Work required:
Show every line below, across both blocks, that contains the word "shoulder".

-- start --

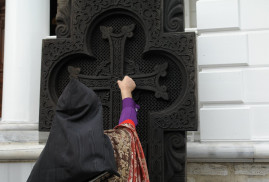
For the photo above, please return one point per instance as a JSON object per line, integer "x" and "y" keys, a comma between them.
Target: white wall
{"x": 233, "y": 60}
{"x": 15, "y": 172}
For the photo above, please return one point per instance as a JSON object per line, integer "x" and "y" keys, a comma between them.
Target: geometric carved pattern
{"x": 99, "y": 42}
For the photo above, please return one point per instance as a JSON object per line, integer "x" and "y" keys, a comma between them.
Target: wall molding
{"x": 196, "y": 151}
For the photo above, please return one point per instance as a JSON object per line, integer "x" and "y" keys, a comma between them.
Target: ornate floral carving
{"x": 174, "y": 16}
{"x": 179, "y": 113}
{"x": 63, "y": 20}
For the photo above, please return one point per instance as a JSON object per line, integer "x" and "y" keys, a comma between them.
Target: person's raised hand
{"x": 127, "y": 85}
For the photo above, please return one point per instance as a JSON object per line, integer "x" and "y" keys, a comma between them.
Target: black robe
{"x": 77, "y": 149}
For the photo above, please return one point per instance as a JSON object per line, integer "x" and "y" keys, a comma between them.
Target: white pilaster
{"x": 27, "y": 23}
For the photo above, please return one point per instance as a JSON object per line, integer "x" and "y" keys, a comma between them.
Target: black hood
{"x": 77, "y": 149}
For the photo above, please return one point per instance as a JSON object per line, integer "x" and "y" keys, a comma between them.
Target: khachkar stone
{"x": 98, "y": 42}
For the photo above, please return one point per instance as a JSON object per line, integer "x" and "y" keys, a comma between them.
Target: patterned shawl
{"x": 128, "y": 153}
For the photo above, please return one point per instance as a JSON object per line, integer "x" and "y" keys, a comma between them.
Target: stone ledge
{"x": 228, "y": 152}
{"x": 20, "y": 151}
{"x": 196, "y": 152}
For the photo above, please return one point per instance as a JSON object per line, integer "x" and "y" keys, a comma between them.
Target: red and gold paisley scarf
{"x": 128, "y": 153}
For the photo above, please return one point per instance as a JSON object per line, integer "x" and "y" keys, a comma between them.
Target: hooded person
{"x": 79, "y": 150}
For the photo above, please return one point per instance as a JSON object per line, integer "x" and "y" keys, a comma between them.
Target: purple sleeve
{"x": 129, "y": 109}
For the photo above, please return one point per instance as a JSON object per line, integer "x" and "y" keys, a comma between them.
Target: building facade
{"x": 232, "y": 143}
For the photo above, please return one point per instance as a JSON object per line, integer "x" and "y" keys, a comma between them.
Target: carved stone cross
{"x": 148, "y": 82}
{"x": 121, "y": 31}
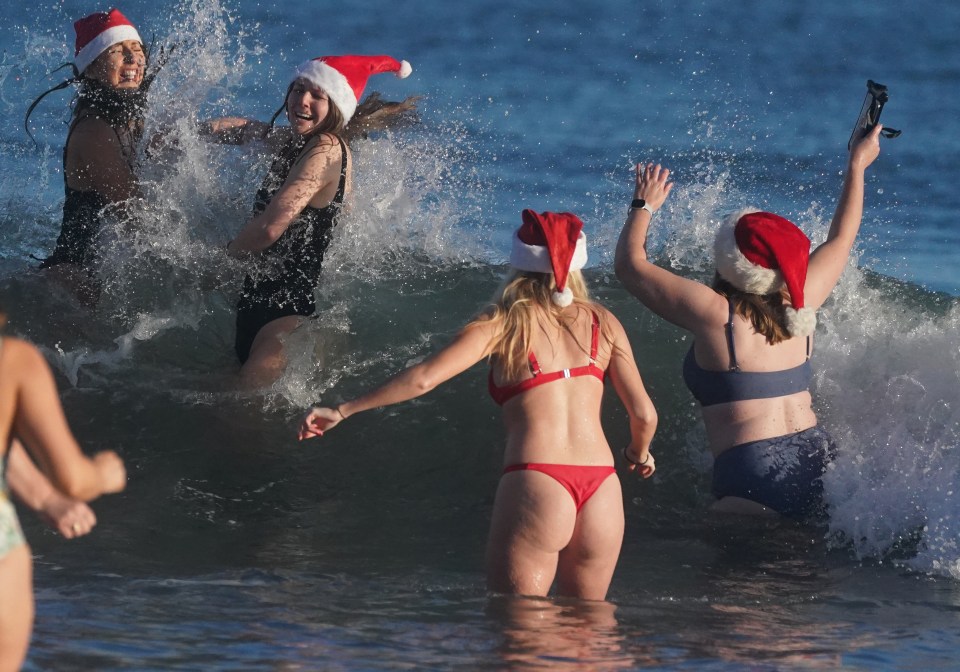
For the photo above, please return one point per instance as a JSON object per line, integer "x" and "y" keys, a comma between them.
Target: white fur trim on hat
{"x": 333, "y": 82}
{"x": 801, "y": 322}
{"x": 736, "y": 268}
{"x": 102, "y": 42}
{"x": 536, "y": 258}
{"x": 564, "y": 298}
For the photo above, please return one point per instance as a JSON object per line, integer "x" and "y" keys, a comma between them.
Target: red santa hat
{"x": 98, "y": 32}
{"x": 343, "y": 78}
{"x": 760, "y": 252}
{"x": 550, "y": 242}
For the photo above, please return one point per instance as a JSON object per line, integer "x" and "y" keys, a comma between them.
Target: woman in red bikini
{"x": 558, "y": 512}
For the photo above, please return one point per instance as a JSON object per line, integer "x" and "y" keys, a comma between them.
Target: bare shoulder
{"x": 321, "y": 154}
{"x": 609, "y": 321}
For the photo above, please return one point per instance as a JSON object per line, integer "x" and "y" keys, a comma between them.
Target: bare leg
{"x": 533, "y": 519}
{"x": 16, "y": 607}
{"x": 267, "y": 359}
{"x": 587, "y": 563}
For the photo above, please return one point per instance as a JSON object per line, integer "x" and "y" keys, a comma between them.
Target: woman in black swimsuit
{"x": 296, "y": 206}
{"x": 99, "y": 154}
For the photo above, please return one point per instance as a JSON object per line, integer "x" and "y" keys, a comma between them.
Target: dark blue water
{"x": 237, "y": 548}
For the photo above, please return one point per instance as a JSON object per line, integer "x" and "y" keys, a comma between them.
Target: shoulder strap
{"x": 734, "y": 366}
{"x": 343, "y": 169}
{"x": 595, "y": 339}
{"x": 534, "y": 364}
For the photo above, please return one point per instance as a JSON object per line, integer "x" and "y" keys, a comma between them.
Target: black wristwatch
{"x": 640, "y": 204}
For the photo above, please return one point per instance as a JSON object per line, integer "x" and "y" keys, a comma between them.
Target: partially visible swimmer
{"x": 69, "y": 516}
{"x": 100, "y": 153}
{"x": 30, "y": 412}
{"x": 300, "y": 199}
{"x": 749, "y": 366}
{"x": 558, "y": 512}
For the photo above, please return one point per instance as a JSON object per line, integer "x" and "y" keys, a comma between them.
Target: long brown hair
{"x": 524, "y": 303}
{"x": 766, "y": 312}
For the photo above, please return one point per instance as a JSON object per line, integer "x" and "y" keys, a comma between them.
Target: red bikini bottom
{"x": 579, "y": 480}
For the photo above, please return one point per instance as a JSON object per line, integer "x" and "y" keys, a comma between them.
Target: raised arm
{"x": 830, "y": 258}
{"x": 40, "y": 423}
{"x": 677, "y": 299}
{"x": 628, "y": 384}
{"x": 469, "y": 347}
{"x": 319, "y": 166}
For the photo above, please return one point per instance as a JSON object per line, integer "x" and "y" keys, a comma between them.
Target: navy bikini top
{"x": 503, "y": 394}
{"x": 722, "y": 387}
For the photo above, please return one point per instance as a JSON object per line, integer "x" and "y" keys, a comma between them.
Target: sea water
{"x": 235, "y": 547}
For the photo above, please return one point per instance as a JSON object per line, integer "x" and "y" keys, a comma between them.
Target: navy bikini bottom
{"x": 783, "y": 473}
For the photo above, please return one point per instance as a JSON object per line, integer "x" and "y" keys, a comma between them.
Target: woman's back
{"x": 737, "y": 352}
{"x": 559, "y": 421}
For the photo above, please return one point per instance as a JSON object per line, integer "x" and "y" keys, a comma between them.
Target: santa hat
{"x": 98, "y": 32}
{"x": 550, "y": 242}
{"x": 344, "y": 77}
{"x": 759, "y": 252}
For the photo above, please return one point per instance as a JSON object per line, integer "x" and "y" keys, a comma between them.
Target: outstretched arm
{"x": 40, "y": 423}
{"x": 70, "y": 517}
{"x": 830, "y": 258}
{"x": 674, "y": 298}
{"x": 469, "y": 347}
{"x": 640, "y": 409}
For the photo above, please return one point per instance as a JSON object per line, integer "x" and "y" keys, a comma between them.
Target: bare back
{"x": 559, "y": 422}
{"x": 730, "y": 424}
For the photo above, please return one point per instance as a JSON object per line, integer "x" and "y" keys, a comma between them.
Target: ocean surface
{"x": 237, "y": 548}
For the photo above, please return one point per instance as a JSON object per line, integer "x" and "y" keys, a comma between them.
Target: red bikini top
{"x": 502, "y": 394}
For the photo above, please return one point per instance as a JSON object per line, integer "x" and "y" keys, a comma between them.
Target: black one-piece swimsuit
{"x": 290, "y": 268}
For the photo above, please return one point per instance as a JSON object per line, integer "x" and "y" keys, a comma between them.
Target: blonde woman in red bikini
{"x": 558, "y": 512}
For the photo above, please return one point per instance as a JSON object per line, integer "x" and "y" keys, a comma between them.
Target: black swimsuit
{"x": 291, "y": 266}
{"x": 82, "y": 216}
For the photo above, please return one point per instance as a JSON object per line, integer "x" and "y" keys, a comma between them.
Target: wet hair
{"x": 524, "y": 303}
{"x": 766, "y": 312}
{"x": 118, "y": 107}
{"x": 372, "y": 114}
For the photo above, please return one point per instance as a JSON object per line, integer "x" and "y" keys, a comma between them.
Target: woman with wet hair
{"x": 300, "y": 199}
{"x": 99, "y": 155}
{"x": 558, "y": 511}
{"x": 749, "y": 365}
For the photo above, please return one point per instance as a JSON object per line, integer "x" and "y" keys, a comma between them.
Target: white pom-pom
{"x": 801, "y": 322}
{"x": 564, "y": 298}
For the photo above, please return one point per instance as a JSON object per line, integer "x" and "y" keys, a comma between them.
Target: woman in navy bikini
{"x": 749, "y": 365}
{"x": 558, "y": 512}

-- end --
-- start --

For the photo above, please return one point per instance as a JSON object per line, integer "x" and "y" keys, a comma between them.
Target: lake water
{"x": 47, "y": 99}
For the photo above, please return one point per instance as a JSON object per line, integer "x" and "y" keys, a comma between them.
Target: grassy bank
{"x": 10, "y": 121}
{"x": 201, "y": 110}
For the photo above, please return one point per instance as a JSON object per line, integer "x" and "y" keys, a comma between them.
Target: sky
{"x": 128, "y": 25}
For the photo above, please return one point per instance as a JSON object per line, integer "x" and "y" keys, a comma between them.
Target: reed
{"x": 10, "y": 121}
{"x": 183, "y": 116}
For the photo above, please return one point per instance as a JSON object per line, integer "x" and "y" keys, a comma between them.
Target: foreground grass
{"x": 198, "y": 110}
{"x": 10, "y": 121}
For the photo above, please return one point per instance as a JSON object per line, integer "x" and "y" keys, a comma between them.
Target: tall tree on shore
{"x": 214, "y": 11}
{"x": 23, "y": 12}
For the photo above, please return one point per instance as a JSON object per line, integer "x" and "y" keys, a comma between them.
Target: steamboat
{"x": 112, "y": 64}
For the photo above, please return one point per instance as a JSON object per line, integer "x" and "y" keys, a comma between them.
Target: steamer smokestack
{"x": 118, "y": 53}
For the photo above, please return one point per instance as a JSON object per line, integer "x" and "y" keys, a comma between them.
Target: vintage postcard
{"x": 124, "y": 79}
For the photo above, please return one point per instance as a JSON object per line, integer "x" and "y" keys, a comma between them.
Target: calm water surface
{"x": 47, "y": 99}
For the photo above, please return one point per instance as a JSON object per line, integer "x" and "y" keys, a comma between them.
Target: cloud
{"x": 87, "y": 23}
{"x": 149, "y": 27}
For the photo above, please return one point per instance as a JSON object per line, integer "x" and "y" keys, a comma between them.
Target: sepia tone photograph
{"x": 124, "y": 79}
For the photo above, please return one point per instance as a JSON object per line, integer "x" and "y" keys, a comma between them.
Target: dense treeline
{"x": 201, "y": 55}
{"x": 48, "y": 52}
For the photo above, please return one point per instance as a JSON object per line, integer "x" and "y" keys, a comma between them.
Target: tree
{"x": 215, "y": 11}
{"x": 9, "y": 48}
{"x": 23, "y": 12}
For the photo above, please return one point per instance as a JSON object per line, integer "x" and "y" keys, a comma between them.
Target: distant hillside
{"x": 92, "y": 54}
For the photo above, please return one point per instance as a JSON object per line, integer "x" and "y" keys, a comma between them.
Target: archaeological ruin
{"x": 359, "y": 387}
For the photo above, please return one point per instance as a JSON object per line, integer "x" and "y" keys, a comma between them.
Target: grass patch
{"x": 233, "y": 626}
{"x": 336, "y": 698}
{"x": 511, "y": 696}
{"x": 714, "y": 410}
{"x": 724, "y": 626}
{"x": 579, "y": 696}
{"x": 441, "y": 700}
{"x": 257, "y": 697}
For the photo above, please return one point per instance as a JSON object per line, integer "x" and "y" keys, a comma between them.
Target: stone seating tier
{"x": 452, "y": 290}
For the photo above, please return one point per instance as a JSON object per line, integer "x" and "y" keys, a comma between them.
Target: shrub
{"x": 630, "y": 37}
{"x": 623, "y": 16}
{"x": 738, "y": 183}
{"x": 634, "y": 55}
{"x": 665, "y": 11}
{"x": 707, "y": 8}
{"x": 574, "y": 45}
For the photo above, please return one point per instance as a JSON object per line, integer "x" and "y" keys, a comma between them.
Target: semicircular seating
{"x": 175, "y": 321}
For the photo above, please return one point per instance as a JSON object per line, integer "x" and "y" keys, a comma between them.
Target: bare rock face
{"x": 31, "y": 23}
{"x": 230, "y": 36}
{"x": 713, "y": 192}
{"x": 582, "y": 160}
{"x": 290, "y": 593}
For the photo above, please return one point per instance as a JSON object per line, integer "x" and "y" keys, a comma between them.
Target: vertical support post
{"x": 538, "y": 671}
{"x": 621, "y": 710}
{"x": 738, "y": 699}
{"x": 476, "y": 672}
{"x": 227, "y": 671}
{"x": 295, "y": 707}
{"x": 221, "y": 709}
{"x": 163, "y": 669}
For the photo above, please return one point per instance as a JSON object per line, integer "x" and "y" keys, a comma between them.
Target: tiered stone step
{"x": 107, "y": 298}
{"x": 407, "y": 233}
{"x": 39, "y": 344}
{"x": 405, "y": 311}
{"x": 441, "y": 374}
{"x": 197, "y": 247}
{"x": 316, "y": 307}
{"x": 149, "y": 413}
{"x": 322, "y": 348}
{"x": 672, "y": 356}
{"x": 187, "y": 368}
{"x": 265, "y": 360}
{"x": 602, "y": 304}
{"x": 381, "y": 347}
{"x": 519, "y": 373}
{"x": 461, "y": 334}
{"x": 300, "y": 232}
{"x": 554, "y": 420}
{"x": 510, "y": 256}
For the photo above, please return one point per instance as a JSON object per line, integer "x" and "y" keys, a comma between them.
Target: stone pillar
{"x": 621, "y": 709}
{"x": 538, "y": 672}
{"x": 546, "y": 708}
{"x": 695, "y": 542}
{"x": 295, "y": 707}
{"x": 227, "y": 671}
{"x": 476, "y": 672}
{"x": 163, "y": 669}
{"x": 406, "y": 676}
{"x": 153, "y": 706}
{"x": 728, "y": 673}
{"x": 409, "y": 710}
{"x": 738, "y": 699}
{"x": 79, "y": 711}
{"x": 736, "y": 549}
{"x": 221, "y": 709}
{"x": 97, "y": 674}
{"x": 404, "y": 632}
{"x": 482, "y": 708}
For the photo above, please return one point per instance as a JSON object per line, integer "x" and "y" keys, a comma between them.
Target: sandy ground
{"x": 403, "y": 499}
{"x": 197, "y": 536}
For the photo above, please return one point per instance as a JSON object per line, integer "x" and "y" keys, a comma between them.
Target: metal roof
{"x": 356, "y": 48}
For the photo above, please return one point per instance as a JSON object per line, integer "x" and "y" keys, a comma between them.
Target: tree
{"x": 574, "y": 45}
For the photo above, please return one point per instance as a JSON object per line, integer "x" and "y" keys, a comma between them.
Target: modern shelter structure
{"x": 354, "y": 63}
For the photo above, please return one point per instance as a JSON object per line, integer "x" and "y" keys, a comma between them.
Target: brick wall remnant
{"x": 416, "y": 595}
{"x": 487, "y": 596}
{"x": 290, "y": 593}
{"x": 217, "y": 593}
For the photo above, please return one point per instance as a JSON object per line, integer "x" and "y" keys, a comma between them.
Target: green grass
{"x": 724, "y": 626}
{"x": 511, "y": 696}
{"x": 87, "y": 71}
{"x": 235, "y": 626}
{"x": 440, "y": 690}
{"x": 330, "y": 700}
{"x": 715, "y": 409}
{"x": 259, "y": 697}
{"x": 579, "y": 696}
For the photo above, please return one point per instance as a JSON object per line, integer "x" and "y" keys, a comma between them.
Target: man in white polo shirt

-- end --

Solution to this exercise:
Target: bare shoulder
Target: shoulder strap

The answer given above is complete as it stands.